--- START ---

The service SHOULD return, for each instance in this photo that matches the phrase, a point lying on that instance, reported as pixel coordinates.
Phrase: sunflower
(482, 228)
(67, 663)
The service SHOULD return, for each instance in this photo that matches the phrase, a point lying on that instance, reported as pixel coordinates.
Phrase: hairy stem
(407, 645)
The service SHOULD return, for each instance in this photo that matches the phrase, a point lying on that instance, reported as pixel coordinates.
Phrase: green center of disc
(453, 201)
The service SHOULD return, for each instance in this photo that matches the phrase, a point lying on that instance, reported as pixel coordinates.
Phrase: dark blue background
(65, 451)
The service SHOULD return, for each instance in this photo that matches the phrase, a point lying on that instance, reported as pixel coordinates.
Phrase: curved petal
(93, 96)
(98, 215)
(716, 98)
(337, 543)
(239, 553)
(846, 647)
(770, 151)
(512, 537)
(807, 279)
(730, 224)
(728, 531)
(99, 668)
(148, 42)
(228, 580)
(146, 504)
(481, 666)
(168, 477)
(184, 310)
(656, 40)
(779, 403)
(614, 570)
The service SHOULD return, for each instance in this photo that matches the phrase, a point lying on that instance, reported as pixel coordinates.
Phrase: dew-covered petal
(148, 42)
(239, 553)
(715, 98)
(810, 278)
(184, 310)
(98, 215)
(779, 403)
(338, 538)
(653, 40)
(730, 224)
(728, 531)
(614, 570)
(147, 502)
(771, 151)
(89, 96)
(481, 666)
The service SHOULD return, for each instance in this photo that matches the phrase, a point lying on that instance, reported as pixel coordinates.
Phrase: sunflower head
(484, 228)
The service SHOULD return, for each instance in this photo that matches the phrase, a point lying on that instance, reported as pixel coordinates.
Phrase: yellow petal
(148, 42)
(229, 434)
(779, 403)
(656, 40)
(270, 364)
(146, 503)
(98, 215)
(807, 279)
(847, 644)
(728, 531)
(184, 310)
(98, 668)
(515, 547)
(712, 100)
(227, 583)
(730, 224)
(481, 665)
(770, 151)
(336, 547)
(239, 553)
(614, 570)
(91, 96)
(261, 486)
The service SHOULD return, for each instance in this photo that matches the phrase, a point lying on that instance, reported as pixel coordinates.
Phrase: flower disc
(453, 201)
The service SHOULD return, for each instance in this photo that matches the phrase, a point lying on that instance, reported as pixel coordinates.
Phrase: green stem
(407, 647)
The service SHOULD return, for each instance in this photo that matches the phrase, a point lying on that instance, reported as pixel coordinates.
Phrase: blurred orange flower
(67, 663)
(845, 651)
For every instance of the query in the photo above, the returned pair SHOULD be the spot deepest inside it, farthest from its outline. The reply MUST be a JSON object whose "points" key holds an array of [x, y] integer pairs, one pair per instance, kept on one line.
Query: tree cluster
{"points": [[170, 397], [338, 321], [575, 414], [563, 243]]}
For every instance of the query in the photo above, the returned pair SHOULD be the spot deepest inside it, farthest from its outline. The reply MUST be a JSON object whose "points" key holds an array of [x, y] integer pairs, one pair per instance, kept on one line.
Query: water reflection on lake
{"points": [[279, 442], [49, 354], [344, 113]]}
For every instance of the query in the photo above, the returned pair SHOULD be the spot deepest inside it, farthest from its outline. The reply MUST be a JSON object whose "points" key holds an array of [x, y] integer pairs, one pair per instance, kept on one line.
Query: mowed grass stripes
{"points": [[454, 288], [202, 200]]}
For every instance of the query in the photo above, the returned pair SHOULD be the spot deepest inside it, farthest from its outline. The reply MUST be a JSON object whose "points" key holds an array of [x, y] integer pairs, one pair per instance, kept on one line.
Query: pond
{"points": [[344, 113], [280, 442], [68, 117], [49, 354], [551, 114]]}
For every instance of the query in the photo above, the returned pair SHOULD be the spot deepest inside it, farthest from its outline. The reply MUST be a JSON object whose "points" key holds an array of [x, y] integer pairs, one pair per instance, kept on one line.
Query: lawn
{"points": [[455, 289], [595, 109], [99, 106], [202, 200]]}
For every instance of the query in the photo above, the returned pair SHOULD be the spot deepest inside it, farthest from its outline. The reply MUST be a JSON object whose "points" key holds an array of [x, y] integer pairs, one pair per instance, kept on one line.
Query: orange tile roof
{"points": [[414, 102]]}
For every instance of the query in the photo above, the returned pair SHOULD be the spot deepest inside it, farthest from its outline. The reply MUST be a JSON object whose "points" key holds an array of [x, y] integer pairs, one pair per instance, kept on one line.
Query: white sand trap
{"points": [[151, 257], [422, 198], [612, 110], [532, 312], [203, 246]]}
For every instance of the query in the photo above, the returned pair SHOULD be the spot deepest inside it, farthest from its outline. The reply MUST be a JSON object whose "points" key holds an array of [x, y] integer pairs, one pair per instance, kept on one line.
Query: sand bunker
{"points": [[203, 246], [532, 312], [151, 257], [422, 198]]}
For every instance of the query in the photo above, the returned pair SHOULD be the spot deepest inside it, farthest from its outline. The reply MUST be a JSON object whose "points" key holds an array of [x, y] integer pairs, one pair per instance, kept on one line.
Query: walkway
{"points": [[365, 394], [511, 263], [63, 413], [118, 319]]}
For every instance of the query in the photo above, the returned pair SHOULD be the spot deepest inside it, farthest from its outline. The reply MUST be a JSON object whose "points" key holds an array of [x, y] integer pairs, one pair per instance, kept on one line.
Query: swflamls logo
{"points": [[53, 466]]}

--- END ---

Exercise — Every entry in the listing must be retyped exactly.

Exercise result —
The service SHOULD return, for each instance in this photo that matches the phrase, a point lying on that instance, reported as pixel coordinates.
Phrase: sunflower
(482, 228)
(67, 663)
The service SHOULD return, for each instance in this photo that matches the phrase, a point lying on that instance, reported as pixel coordinates.
Phrase: hairy stem
(407, 645)
The service SHOULD return, for each instance in this photo that matches the phrase, a point lying on that instance, reported as pixel coordinates.
Phrase: green center of disc
(453, 201)
The service SHOULD return, for each instance in this photo that matches the phrase, a point lying on that instance, reported as pixel coordinates.
Phrase: dark blue background
(65, 451)
The service SHOULD return, for each instance in this photo that matches the phrase, a point lying on that instance, reported as pixel coordinates.
Phrase: curved petal
(93, 96)
(98, 215)
(716, 98)
(337, 543)
(239, 553)
(846, 647)
(770, 151)
(512, 537)
(807, 279)
(730, 224)
(728, 531)
(99, 668)
(148, 42)
(228, 580)
(146, 504)
(481, 666)
(168, 477)
(184, 310)
(656, 40)
(779, 403)
(614, 570)
The service SHOULD return, for each instance in this photo that matches the phrase, a point lying on that instance, reported as pixel coordinates.
Phrase: dew-covered petal
(148, 42)
(239, 553)
(715, 98)
(810, 278)
(184, 310)
(98, 215)
(779, 403)
(338, 538)
(653, 40)
(730, 224)
(728, 531)
(614, 570)
(147, 502)
(771, 151)
(89, 96)
(481, 666)
The service SHOULD return, for each instance in this photo that matches the phrase, a point lying on that instance, reported as pixel coordinates.
Phrase: sunflower head
(484, 228)
The service SHOULD return, for each instance in this photo that matches the phrase, a point lying on that instance, reported as pixel coordinates.
Phrase: yellow petal
(148, 42)
(229, 434)
(779, 403)
(656, 40)
(270, 364)
(146, 503)
(98, 215)
(807, 279)
(847, 644)
(728, 531)
(184, 310)
(98, 668)
(515, 547)
(712, 100)
(227, 583)
(730, 224)
(481, 665)
(770, 151)
(336, 547)
(239, 553)
(614, 570)
(91, 96)
(261, 486)
The service SHOULD return, for each instance in this photo that matches the phrase, a point lying on that instance, reported as pixel coordinates.
Phrase: flower disc
(453, 201)
The service SHOULD return, for each instance in this photo that matches the phrase, a point lying on that instance, reported as pixel coordinates.
Phrase: green stem
(407, 647)
The service SHOULD return, for each instance in this photo that matches the phrase, a point lying on that instance, reported as pixel coordinates.
Phrase: blurred orange flower
(67, 663)
(845, 651)
For every instance of the query in the photo above, the returned pair SHOULD be the spot deepest inside it, farthest from its outline. The reply MUST be a JSON object whose "points" key holds an array of [x, y] integer pairs, one pair per instance, kept on one line.
Query: tree cluster
{"points": [[170, 397], [338, 321], [575, 414], [563, 243]]}
For every instance of the query in the photo above, the returned pair SHOULD be the spot deepest inside it, farthest from its outline. The reply MUST be a JSON object whose "points" key holds an array of [x, y] integer pairs, one pair per instance, kept on one line.
Query: water reflection on lake
{"points": [[279, 442], [49, 354], [344, 113]]}
For every instance of the query in the photo above, the returned pair SHOULD be the spot deepest inside it, farthest from its outline. The reply MUST be a JSON object whose "points" key holds an array of [x, y] integer pairs, one pair per instance, kept on one line.
Query: mowed grass stripes
{"points": [[454, 288], [202, 200]]}
For every instance of the query in the photo above, the returned pair SHOULD be the spot deepest inside it, farthest from its outline. The reply MUST be a JSON object whose "points" key holds an array of [x, y] integer pairs, one pair per instance, kept on one line.
Query: pond
{"points": [[344, 113], [280, 442], [68, 117], [49, 354], [551, 114]]}
For every instance of the query in the photo above, the returned pair SHOULD be the spot deepest inside it, farthest from its outline. The reply MUST be a JSON object whose "points" key holds an array of [x, y] integer pairs, one pair per instance, kept on one line.
Query: lawn
{"points": [[455, 289], [595, 109], [99, 106], [202, 200]]}
For every instance of the query in the photo above, the returned pair SHOULD be the spot deepest inside it, farthest from its outline. The reply MUST be a JSON object whose "points" key holds an array of [x, y] integer pairs, one pair per instance, kept on one line.
Query: orange tile roof
{"points": [[414, 102]]}
For every instance of the query in the photo above, the returned pair SHOULD be the spot deepest inside it, farthest from its outline. The reply MUST be a JSON object whose "points" key holds an array of [x, y] integer pairs, one pair per instance, kept on one line.
Query: white sand trap
{"points": [[151, 257], [422, 198], [612, 110], [532, 312], [203, 246]]}
For every instance of the query in the photo above, the returned pair SHOULD be the spot deepest inside it, farthest from its outline. The reply MUST be a JSON object whose "points" key holds an array of [x, y] integer pairs, one pair per instance, kept on one line.
Query: sand bunker
{"points": [[203, 246], [532, 312], [151, 257], [422, 198]]}
For every instance of the query in the photo above, the returned pair SHOULD be the spot deepest inside it, farthest from its outline. The reply MUST be a JSON object whose "points" key holds an array of [x, y] integer pairs, one pair per instance, kept on one line.
Query: walkway
{"points": [[365, 394], [511, 263], [63, 413], [118, 319]]}
For every instance of the query in the photo above, the returned pair SHOULD be the spot deepest inside it, farthest from its outline. The reply MUST be a JSON object whose "points" key holds an array of [x, y] integer pairs, one pair per instance, kept on one line.
Query: swflamls logo
{"points": [[53, 466]]}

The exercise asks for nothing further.